(The exercise)
Give each line of the records as a row in a Markdown table with the columns Row and Line, numbering the rows and leaving out any blank lines.

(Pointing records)
* Begin *

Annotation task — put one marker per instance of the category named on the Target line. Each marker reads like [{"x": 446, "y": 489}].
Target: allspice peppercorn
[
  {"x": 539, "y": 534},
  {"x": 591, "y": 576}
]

* End *

(Output of the exercise)
| Row | Line |
|---|---|
| 1 | Annotation task — put one marker per instance of the category named on the Target line. Each marker reads like [{"x": 446, "y": 489}]. |
| 2 | Target: allspice peppercorn |
| 3 | [ |
| 4 |   {"x": 539, "y": 534}, |
| 5 |   {"x": 591, "y": 576} |
| 6 | ] |